Extend the passage below on blood pressure measurement and blood sample handling, starting after its final sentence.

SUPPLIED PASSAGE:
——————

Blood pressure was measured on the right arm supported at heart level using an automated blood pressure monitor (Dinamap Pro 100, GE Medical Systems, Tampa, Fla) with an appropriate-sized cuff, after three minutes of quite rest. Blood pressure measures were repeated two more times separated by one-minute rest intervals. The average of the three measures was used in the analysis.

Blood samples were collected in participants’ homes after an eight-hour fast. Blood samples were allowed to clot in a serum separator tube at room temperature for 30 minutes. Serum samples were then isolated by centrifugation at 1500×g for 15 minutes, aliquoted into microcentrifugation tubes, and then placed on ice while in the field. Serum samples were then stored at −70°C for analysis within 24 hours at the Stanford University Hospital Biochemistry Laboratory, which participates in the Centers for Disease Control and Prevention–NHLBI Lipid Standardization Program.

——————

DATA EXTRACT:
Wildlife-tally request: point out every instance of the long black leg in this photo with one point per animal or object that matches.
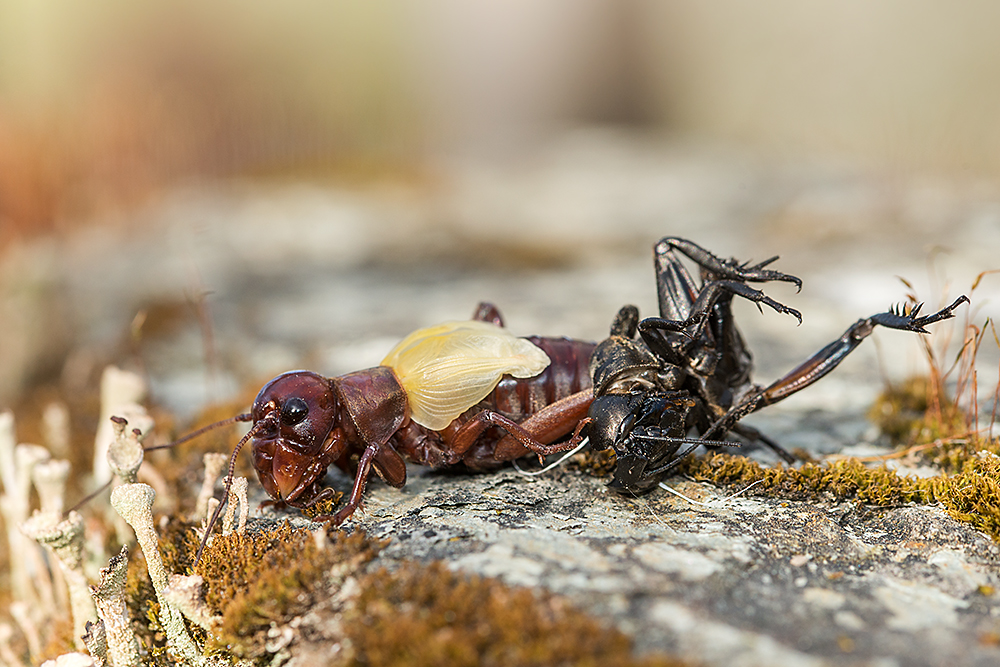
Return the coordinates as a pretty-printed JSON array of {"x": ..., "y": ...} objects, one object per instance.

——————

RESPONSE BOX:
High-density lipoprotein cholesterol (HDL-C) was directly measured using a homogeneous assay that eliminates the need to first isolate HDL lipoprotein from serum sample. Total cholesterol, triglyceride, and HDL-C levels were analyzed using Beckman Synchron LX20 reagents (Beckman Coulter, Inc, Fullerton, Calif). Low-density lipoprotein cholesterol (LDL-C) was calculated using the Friedewald equation.18 Insulin was measured with an automated two-site chemiluminescent immunometric (sandwich) assay (DPC 2000 Immulite, Diamond Diagnostics, Inc, Holliston, Mass). Glucose was determined by the oxygen rate method with a Beckman Oxygen electrode with a Beckman Synchron LX20 (Beckman Coulter, Inc).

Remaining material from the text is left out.